Photo-based referring expression data:

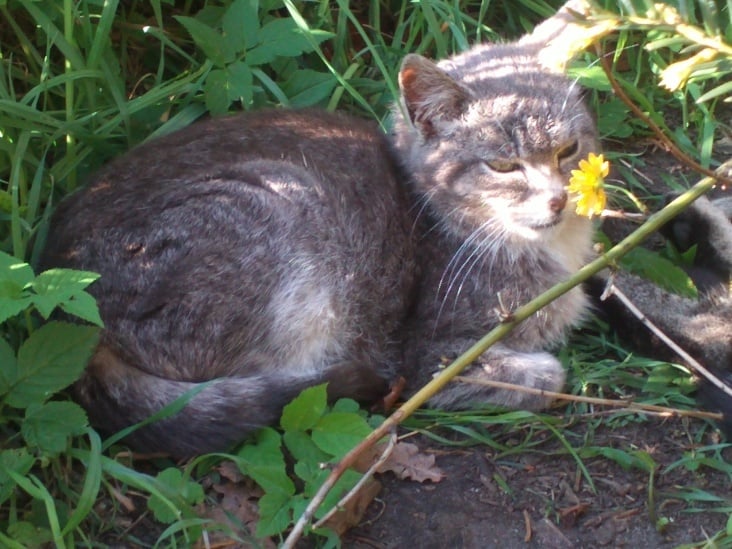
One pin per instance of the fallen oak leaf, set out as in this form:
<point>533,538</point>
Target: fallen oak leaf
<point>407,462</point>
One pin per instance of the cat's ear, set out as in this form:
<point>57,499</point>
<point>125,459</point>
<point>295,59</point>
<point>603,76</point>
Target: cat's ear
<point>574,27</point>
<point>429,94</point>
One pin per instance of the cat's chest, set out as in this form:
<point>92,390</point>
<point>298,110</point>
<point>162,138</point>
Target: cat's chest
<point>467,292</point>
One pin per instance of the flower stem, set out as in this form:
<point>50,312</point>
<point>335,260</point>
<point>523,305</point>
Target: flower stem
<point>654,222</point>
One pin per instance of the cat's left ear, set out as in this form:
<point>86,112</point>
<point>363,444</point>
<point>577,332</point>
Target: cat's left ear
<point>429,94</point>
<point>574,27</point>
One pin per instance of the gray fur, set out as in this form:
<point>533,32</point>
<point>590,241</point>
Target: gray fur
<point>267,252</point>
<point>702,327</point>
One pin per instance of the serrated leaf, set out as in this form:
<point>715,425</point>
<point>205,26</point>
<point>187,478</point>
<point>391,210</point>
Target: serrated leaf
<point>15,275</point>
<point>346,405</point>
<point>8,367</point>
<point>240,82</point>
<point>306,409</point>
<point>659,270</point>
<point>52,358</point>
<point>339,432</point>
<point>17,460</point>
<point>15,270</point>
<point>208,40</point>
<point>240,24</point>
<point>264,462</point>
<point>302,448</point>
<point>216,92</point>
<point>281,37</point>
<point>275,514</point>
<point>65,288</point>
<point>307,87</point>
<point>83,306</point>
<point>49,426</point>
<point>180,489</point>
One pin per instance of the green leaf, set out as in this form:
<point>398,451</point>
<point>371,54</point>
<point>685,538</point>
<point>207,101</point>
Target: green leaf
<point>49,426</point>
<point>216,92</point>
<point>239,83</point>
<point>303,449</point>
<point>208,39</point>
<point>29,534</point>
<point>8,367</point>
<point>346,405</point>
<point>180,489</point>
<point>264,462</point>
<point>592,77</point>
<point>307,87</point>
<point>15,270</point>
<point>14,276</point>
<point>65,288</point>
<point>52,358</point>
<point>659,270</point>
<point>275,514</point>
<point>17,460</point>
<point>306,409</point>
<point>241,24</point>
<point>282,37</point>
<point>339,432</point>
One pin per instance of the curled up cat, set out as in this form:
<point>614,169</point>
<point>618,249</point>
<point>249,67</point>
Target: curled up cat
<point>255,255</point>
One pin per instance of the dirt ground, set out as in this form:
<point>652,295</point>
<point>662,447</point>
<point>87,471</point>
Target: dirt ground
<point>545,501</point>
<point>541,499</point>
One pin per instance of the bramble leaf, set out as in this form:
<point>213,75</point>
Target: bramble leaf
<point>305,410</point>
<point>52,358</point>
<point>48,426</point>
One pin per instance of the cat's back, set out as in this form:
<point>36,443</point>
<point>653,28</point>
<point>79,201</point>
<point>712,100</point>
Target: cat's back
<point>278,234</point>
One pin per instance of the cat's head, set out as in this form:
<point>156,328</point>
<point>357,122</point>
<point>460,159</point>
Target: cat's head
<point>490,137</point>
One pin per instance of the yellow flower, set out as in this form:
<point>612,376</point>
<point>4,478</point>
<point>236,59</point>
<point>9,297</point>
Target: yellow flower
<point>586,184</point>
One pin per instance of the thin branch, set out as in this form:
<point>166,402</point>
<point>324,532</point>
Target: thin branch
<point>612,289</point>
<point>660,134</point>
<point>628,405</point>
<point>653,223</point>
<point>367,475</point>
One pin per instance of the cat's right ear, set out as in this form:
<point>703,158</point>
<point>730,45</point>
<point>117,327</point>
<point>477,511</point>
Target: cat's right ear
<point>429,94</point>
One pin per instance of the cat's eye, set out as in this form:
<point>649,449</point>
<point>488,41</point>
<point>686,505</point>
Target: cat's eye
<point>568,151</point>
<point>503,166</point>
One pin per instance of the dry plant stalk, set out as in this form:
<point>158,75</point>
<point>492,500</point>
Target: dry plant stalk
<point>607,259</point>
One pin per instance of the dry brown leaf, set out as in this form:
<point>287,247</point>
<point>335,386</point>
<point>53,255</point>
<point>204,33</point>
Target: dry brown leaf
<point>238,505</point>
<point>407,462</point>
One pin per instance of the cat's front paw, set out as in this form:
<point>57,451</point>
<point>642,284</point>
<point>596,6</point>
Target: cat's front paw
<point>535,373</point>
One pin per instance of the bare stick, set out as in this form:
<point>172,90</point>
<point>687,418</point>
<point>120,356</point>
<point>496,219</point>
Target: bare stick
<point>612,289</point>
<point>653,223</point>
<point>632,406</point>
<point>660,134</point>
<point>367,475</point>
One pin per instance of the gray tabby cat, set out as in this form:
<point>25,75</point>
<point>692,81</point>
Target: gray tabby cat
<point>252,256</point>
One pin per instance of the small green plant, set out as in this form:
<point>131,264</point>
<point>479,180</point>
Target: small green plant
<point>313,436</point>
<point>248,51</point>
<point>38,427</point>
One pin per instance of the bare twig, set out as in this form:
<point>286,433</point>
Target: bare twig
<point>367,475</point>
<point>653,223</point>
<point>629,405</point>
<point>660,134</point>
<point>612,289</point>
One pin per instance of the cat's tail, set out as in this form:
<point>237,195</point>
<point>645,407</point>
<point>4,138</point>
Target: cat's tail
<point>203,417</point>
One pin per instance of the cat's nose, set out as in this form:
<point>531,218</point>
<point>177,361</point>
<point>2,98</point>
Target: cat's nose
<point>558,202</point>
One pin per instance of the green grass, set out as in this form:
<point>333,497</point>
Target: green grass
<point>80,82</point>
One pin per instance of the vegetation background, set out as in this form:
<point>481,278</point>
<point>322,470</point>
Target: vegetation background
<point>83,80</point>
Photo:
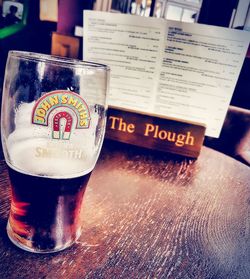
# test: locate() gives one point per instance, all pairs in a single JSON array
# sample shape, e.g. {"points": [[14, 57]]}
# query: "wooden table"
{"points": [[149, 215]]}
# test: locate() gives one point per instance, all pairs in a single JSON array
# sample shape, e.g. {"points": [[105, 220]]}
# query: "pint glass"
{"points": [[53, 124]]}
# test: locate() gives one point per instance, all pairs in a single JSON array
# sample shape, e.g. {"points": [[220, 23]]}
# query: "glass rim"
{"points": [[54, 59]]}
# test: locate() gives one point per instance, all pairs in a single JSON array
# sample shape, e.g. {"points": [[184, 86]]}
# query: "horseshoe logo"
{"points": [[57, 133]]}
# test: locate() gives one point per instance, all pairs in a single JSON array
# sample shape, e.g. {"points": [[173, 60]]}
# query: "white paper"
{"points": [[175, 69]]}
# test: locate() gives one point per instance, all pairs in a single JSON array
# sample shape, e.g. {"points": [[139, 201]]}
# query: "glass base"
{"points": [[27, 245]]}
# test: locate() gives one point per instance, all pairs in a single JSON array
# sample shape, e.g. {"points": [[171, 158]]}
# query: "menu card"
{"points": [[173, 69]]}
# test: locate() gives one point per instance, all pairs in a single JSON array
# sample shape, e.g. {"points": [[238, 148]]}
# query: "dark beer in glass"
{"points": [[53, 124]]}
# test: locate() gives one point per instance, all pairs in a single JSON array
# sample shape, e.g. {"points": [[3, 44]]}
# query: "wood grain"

__WHAT IS NEEDED__:
Print the records verbatim, without pictures.

__EXERCISE RESPONSE__:
One pin per instance of the fallen oak leaf, set out as in this form:
<point>533,538</point>
Target: fallen oak leaf
<point>407,462</point>
One pin per instance of the cat's ear, set out as in this form:
<point>57,499</point>
<point>125,459</point>
<point>295,59</point>
<point>603,76</point>
Target: cat's ear
<point>574,27</point>
<point>429,94</point>
One pin per instance of the cat's chest, set out as in this form:
<point>92,390</point>
<point>298,110</point>
<point>162,138</point>
Target: cat's chest
<point>467,292</point>
One pin per instance of the flower stem, set out as in this form:
<point>50,312</point>
<point>335,260</point>
<point>523,305</point>
Target: flower stem
<point>654,222</point>
One pin per instance of the cat's left ear, set out as in this form:
<point>86,112</point>
<point>363,444</point>
<point>577,332</point>
Target: cat's left ear
<point>429,94</point>
<point>574,27</point>
One pin per instance of the gray fur, set out as in this form:
<point>533,32</point>
<point>590,241</point>
Target: gray fur
<point>267,252</point>
<point>702,327</point>
One pin per instance of the serrated leaf, set out as in this form:
<point>715,425</point>
<point>205,26</point>
<point>187,478</point>
<point>391,210</point>
Target: serrated leaf
<point>15,275</point>
<point>346,405</point>
<point>8,367</point>
<point>240,82</point>
<point>306,409</point>
<point>659,270</point>
<point>52,358</point>
<point>339,432</point>
<point>17,460</point>
<point>15,270</point>
<point>208,40</point>
<point>240,24</point>
<point>264,462</point>
<point>302,448</point>
<point>216,92</point>
<point>281,37</point>
<point>275,514</point>
<point>65,288</point>
<point>307,87</point>
<point>83,306</point>
<point>49,426</point>
<point>180,489</point>
One pin per instance of the green leaf, set out as in this form:
<point>398,451</point>
<point>371,54</point>
<point>685,538</point>
<point>207,101</point>
Target: green leaf
<point>49,426</point>
<point>216,92</point>
<point>239,83</point>
<point>303,449</point>
<point>208,39</point>
<point>29,534</point>
<point>8,367</point>
<point>346,405</point>
<point>180,489</point>
<point>264,462</point>
<point>592,77</point>
<point>307,87</point>
<point>15,270</point>
<point>14,276</point>
<point>65,288</point>
<point>52,358</point>
<point>659,270</point>
<point>275,514</point>
<point>17,460</point>
<point>306,409</point>
<point>241,24</point>
<point>282,37</point>
<point>339,432</point>
One pin per instance of the curled up cat, set out as in this form:
<point>614,169</point>
<point>618,249</point>
<point>249,67</point>
Target: curled up cat
<point>255,255</point>
One pin per instance of the dirt ground, set out as in this form:
<point>652,295</point>
<point>662,447</point>
<point>87,471</point>
Target: dirt ground
<point>545,501</point>
<point>541,499</point>
One pin per instance of the bramble leaf, set out as in this form:
<point>213,75</point>
Target: bramble leaf
<point>305,410</point>
<point>52,358</point>
<point>48,426</point>
One pin per instance of the cat's back, set out as in this form:
<point>36,443</point>
<point>653,28</point>
<point>79,201</point>
<point>712,100</point>
Target: cat's back
<point>278,234</point>
One pin per instance of the cat's head, set out as in this form:
<point>156,328</point>
<point>357,122</point>
<point>460,159</point>
Target: cat's head
<point>490,137</point>
One pin per instance of the yellow flower, set out as in this form:
<point>612,376</point>
<point>4,478</point>
<point>236,59</point>
<point>9,297</point>
Target: yellow flower
<point>586,184</point>
One pin per instance of the thin branch, set out as in this form:
<point>166,402</point>
<point>324,532</point>
Target: thin branch
<point>612,289</point>
<point>660,134</point>
<point>628,405</point>
<point>653,223</point>
<point>367,475</point>
One pin per instance of the cat's right ear, set out as in this form:
<point>703,158</point>
<point>730,45</point>
<point>117,327</point>
<point>477,511</point>
Target: cat's right ear
<point>429,94</point>
One pin per instance of the cat's eye, set out as in this form:
<point>649,449</point>
<point>488,41</point>
<point>686,505</point>
Target: cat's eye
<point>568,151</point>
<point>503,166</point>
One pin per instance of the dry plant stalk, set out as in this form:
<point>158,75</point>
<point>492,500</point>
Target: dry plant stalk
<point>607,259</point>
One pin per instance of the dry brown leaf, set out as in this form:
<point>287,247</point>
<point>335,386</point>
<point>53,255</point>
<point>204,33</point>
Target: dry brown leaf
<point>238,505</point>
<point>407,462</point>
One pin per instance of the cat's front paw, set out as in this form:
<point>57,451</point>
<point>642,284</point>
<point>596,6</point>
Target: cat's front paw
<point>535,373</point>
One pin per instance of the bare stick, set out as in this form:
<point>172,90</point>
<point>687,418</point>
<point>120,356</point>
<point>496,219</point>
Target: bare stick
<point>612,289</point>
<point>653,223</point>
<point>632,406</point>
<point>660,134</point>
<point>367,475</point>
One pin per instance of the gray tabby cat, set out as in this form:
<point>25,75</point>
<point>692,81</point>
Target: gray tabby cat
<point>252,256</point>
One pin per instance of the small green plant, set out as in this form:
<point>131,264</point>
<point>479,180</point>
Target: small green plant
<point>313,436</point>
<point>248,51</point>
<point>38,427</point>
One pin per instance of the bare twig, set out as in this form:
<point>286,433</point>
Target: bare twig
<point>367,475</point>
<point>653,223</point>
<point>629,405</point>
<point>660,134</point>
<point>612,289</point>
One pin per instance of the cat's tail, set out as in this form:
<point>237,195</point>
<point>645,407</point>
<point>4,138</point>
Target: cat's tail
<point>203,417</point>
One pin per instance of the cat's nose, set out as in this form:
<point>531,218</point>
<point>177,361</point>
<point>2,98</point>
Target: cat's nose
<point>558,202</point>
One pin per instance of the green grass, set out as in this form:
<point>333,497</point>
Target: green grass
<point>80,82</point>
One pin per instance of the vegetation background, set out as in this form:
<point>481,278</point>
<point>322,470</point>
Target: vegetation background
<point>83,80</point>
Photo:
# test: locate() gives one point per instance, all pairs in a single JSON array
# sample shape, e.g. {"points": [[14, 57]]}
# query: "wooden table"
{"points": [[149, 215]]}
# test: locate() gives one point per instance, all pairs in a single JSON array
# sample shape, e.g. {"points": [[105, 220]]}
# query: "pint glass"
{"points": [[53, 124]]}
# test: locate() gives one point per instance, all pairs in a single JSON array
# sample shape, e.g. {"points": [[220, 23]]}
# query: "glass rim"
{"points": [[54, 59]]}
# test: locate() gives one point per instance, all pairs in a single JSON array
# sample shape, e.g. {"points": [[184, 86]]}
# query: "horseshoe logo"
{"points": [[57, 133]]}
# test: locate() gives one point per instance, all pairs in a single JSON array
# sample shape, e.g. {"points": [[173, 60]]}
# query: "white paper"
{"points": [[175, 69]]}
# test: locate() gives one point per instance, all pairs in a single JSON array
# sample shape, e.g. {"points": [[139, 201]]}
# query: "glass base"
{"points": [[27, 245]]}
# test: locate() gives one point per instance, all pairs in a single JSON array
# sample shape, e.g. {"points": [[171, 158]]}
# query: "menu card"
{"points": [[173, 69]]}
# test: locate() gives one point per instance, all pairs in a single JSON array
# sample shape, e.g. {"points": [[238, 148]]}
# query: "dark beer in glass"
{"points": [[53, 124]]}
# test: locate() gives one point per instance, all pairs in a single JSON array
# sample shape, e.g. {"points": [[3, 44]]}
# query: "wood grain"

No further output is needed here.